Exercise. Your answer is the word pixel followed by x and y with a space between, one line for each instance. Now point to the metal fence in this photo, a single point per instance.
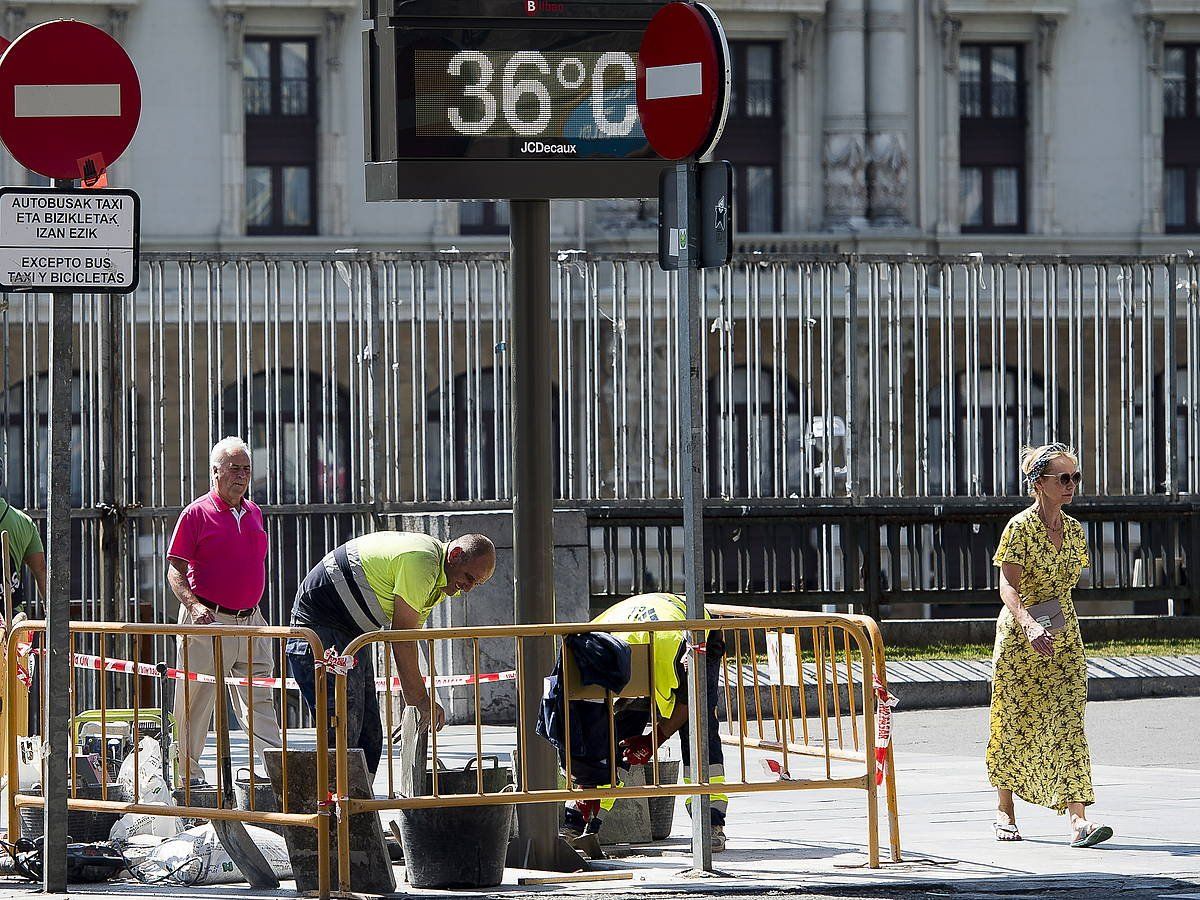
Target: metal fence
pixel 370 384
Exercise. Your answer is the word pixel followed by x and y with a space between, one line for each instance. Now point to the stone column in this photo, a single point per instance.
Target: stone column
pixel 331 209
pixel 1042 201
pixel 115 23
pixel 233 139
pixel 845 138
pixel 797 139
pixel 948 31
pixel 888 101
pixel 1153 215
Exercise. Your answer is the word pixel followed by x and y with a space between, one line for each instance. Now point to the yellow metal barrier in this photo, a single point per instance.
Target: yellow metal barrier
pixel 841 685
pixel 27 641
pixel 755 625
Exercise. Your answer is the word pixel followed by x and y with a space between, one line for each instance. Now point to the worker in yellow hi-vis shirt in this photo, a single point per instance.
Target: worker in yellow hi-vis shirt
pixel 633 715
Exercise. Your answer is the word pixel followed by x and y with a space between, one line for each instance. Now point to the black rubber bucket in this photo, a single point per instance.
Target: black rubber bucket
pixel 457 846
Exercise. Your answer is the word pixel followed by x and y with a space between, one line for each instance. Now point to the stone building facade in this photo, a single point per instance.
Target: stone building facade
pixel 916 125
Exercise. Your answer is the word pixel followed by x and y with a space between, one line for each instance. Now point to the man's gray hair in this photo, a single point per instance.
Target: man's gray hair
pixel 475 545
pixel 226 447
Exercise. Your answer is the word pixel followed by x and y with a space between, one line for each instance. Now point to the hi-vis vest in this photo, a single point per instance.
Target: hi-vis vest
pixel 654 607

- - -

**Work to complete:** What belongs in the answer is the line with "Target: stone column" plus every later line of the listing, copied word for word and nothing besides.

**Answer space:**
Target: stone column
pixel 331 209
pixel 1042 201
pixel 115 23
pixel 233 139
pixel 845 138
pixel 797 139
pixel 948 31
pixel 888 101
pixel 1153 215
Exercise. Your answer is the word pixel followed by x and y with a space between, one line for each instance. Now point to the yellow metal barrier in this photo, a single point per instance.
Target: yellow metal barrier
pixel 841 685
pixel 27 641
pixel 755 625
Exercise. Your answer is the word pixel followed by x and y with a space between, one line for each instance. Now point to the worker in yellow hi-vis shirt in this photo, a single point per instance.
Target: worker in yellow hi-vis shirt
pixel 633 715
Exercise. Your answer is the word pixel followed by x and y with a space between, one line for each instance. Now point to the black rubber bucket in this photo, a single point per instance.
Target: black rubber bucket
pixel 457 846
Exercise. Your answer is the word pixel followed by x and y with a space between, one line for each instance. Now point to the stone building facade in this photo, a single point per instance.
Target: stone building facade
pixel 916 125
Exercise. Your answer is the word pixel followed by x and y with a space between, one line for each instance. Now point to the man's gray hair in this photo, a single point per instance.
Target: man's gray hair
pixel 475 545
pixel 226 447
Exercise. Your answer is the word pixel followed by x and y with a space between, one line for each instance. Now point to the hi-vis vest in this photo, a single point per instance.
Target: hi-vis vest
pixel 654 607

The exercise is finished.